(AUSGANGSTEXT)
Herr Martin ist dreifacher Familienvater. Man kennt ihn als engagierten Elternbeirat am Lörracher Hebelgymnasium. Sein Vorname deutet auf die Leidenschaft hin, der er in seiner Freizeit frönt. Das merkt man aber nur, wenn man ihn geschrieben liest: „paTrick“ Martin ist Donaldist.

Von  Dorothee Philipp
Lörrach. Trick ist der zweite Neffe der berühmten Ente aus Entenhausen. Das passt. paTrick Martin erforscht mit Gleichgesinnten die Welt der Entenhausener Einwohner, soziologisch, physikalisch, kulturell, technisch, botanisch, faunistisch, anatomisch, juristisch - eben alles. Martin ist „EhrenpräsidEnte“ der D.O.N.A.L.D., der „Deutschen Organisation Nichtkommerzieller Anhänger des Lauteren Donaldismus“ und hat zahlreiche eigene Forschungsarbeiten veröffentlicht. Darunter die „Anmerkungen zur Anatomie des anatiden Auges“, in denen er unter anderem beweist, dass die Augen Donalds in Wirklichkeit nur eines sind, aber dafür mit zwei Pupillen.

Einträge des Pointing-Datensatzes:
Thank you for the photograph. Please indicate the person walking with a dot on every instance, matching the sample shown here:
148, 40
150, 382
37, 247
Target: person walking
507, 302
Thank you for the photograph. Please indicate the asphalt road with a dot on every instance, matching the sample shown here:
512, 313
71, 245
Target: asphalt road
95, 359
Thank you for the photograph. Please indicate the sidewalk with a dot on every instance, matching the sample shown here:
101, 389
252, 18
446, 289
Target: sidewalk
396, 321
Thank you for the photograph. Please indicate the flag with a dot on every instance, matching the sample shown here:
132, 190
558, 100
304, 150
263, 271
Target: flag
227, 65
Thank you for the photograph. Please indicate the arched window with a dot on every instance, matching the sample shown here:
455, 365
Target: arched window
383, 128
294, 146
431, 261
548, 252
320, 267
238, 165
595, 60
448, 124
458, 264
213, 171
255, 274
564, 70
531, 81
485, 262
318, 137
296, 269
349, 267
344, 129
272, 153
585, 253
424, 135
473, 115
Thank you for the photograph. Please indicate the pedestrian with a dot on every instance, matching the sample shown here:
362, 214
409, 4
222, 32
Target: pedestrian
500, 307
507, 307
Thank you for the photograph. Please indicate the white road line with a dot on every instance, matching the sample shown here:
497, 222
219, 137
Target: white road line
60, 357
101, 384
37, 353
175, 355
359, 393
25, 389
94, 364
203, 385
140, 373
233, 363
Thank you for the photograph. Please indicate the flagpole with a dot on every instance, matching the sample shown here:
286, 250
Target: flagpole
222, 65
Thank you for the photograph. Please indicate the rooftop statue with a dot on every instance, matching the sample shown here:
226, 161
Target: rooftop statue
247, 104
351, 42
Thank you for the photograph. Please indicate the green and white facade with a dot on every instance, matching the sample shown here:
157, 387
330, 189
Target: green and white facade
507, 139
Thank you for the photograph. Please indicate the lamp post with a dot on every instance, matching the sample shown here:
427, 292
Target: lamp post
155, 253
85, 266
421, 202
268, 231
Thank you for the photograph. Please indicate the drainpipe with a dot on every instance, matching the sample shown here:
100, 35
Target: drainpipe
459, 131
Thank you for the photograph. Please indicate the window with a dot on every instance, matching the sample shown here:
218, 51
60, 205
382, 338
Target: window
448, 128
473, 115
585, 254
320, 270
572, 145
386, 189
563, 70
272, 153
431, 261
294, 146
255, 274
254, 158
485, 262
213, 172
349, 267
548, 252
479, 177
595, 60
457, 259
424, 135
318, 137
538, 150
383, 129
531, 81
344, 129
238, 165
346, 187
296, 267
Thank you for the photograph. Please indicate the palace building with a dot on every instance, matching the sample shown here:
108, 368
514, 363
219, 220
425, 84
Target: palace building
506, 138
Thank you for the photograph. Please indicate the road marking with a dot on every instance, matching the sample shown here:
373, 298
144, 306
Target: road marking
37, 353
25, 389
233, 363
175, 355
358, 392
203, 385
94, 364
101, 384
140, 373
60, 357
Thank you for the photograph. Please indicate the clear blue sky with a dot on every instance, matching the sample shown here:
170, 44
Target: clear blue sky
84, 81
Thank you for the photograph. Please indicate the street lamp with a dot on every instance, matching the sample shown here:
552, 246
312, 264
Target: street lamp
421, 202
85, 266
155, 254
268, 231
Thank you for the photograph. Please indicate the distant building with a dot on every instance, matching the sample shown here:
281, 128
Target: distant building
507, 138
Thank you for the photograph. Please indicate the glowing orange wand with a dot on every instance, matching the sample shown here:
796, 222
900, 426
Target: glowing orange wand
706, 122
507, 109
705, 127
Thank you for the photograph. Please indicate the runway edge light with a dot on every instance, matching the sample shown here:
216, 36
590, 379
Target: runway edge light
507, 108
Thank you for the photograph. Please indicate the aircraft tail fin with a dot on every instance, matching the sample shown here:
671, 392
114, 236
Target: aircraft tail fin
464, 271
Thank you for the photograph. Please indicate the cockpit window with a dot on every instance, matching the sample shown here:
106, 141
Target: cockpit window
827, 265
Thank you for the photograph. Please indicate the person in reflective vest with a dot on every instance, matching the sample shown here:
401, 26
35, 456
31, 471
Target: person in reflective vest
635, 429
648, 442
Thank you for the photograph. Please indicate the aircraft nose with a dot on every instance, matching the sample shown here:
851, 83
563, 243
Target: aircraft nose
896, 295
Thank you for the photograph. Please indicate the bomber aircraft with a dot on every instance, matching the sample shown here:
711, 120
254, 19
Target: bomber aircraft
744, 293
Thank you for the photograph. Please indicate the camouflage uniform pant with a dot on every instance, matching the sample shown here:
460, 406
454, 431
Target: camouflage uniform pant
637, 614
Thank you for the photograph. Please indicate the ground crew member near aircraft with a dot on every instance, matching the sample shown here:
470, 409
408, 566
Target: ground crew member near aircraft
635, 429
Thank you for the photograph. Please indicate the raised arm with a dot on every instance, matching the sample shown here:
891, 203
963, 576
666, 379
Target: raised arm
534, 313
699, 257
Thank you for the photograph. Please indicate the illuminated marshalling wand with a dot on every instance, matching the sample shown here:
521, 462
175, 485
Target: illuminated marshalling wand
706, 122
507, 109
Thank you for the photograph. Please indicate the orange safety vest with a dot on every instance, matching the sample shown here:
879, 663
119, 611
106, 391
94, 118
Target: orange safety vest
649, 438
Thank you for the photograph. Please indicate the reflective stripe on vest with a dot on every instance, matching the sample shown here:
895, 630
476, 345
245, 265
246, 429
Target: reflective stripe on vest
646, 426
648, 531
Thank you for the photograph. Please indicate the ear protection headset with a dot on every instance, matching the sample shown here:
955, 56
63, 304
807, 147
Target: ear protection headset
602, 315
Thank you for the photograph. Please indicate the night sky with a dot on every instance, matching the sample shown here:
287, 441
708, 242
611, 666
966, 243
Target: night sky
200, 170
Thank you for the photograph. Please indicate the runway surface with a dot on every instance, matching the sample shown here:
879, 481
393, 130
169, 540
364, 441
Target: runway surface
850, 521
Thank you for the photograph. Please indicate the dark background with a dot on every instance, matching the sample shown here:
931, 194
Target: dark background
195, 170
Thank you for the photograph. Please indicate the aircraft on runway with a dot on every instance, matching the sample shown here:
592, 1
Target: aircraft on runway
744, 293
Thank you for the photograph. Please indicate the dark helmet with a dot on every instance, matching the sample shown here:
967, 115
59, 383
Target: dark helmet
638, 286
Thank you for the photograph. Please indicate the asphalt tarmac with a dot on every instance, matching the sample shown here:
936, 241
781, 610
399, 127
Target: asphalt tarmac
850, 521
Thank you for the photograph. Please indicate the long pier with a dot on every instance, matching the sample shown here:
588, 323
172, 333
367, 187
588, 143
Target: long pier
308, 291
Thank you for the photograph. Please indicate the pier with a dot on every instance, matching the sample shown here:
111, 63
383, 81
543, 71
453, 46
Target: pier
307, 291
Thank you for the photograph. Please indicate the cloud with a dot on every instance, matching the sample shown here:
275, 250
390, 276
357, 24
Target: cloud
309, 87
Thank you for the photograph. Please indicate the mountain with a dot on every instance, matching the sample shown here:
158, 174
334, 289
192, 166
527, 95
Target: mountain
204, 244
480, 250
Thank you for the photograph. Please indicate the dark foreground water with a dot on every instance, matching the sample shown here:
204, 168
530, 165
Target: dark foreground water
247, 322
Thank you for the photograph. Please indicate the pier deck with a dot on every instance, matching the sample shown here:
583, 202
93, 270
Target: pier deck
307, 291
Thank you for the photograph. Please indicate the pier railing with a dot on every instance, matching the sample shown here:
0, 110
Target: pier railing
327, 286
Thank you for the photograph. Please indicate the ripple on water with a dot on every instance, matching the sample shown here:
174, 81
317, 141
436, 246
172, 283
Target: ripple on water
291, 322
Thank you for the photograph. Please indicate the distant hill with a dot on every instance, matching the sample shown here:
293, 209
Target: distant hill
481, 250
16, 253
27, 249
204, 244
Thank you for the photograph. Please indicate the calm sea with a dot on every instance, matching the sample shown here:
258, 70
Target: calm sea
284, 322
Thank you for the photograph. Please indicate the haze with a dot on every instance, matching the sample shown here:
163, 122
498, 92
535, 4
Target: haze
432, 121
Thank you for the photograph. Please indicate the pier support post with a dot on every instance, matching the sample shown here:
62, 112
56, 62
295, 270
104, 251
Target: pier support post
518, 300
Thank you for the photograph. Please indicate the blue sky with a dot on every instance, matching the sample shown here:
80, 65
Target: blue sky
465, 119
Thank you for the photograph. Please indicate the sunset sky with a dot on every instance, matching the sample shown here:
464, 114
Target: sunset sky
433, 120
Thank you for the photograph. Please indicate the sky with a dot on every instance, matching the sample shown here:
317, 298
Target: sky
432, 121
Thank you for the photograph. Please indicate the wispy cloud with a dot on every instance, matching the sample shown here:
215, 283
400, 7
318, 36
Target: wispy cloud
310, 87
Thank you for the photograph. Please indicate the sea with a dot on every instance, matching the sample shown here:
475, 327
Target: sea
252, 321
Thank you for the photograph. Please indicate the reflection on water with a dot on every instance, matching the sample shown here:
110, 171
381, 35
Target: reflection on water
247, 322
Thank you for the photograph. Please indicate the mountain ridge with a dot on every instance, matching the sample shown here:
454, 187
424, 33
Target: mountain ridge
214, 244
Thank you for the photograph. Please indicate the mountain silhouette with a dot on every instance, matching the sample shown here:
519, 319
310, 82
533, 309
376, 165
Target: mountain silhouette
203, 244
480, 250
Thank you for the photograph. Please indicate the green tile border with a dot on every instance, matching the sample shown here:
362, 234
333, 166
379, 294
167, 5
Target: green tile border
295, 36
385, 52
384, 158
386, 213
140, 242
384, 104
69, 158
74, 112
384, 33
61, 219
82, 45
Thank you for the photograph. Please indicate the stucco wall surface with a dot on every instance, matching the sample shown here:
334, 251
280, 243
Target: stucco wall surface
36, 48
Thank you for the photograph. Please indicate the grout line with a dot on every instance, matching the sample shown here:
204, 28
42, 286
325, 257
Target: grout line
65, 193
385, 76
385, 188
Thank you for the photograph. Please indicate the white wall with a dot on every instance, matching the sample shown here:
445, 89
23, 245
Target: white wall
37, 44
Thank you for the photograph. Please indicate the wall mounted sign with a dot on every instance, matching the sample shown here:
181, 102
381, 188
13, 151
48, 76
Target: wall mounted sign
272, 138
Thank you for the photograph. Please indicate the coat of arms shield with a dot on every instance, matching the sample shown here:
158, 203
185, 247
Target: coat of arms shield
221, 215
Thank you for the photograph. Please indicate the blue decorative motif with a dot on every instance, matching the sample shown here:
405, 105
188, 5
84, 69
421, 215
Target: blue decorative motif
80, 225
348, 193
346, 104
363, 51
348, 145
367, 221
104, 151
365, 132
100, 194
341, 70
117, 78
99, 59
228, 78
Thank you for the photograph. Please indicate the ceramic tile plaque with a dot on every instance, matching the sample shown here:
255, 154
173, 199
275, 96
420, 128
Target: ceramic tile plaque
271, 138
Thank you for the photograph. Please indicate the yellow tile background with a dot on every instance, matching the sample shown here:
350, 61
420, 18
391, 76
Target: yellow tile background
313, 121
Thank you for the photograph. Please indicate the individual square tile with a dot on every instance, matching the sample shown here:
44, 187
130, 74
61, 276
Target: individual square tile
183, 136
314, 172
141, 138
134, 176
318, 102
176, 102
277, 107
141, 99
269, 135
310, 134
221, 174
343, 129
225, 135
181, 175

(AUFGABENTEILE)
1/ Welches Amt hat paTrick Martin laut dem Artikel über paTrick Martin in der D.O.N.A.L.D. inne?
2/ Setzen Sie den Artikel über paTrick Martin nach seinem letzten Satz fort.

(ANTWORTEN JE AUFGABE)
1/ Er ist „EhrenpräsidEnte“ der D.O.N.A.L.D.

2/
Das Vermächtnis von Barks und Fuchs

Der Lautere Donaldismus gibt sich nicht mit den schnell dahingezeichneten Comics der aktuellen Donald-Hefte ab. Seine Grundlage sind die Zeichnungen von Carl Barks, des genialen amerikanischen Comic-Autors, der im Jahr 2000 im Alter von 99 Jahren starb. In Deutschland erlangten „Die tollsten Geschichten von Donald Duck“ aus Barks’ Feder Berühmtheit, nicht zuletzt auch durch die geniale Übersetzung von Erika Fuchs, die immer wieder versteckte Zitate und literarische Anspielungen in den Alltagssprech der Entenhausener Bewohner einfließen lässt.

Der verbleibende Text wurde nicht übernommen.